§ TASK BRIEF
Rewrite the stretch of the probate court opinion from "Tilda and Claude" through "could be entered.", putting "his sibling" in place of "his sister".

Opinion
No. 85CA0216
Decided June 9, 1988.
Appeal from the District Court of Adams County Honorable Phillip F. Roan, Judge
Gunther Westlund, Terry Ehrlich, for Appellee.
Gaunt, Dirrim, Coover Phelps, Bradley J. Coover, for Appellant.
Irene Givens appeals an order entered by the district court sitting in probate (probate court), in which it determined that two bank accounts held in joint tenancy in the names of Givens and her brother, Claude Eugene Van Winkle, were assets of his estate and did not belong to Givens. We vacate the order and remand for findings of fact.
Tilda and Claude Van Winkle were married in July 1979. They separated in 1981 and, by agreement, divided their assets between them. His two bank accounts were then put into joint tenancy with his sister, Givens.
In February 1984, the Van Winkles commenced affidavit dissolution of marriage proceedings in which they stated that there was "no marital property to be divided." Claude died a few days later, before a decree of dissolution could be entered.

§ DATA
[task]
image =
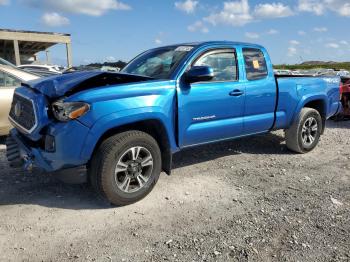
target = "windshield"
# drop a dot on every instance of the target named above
(157, 63)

§ WRITTEN REPLY
Tilda and Claude Van Winkle were married in July 1979. They separated in 1981 and, by agreement, divided their assets between them. His two bank accounts were then put into joint tenancy with his sibling, Givens.
In February 1984, the Van Winkles commenced affidavit dissolution of marriage proceedings in which they stated that there was "no marital property to be divided." Claude died a few days later, before a decree of dissolution could be entered.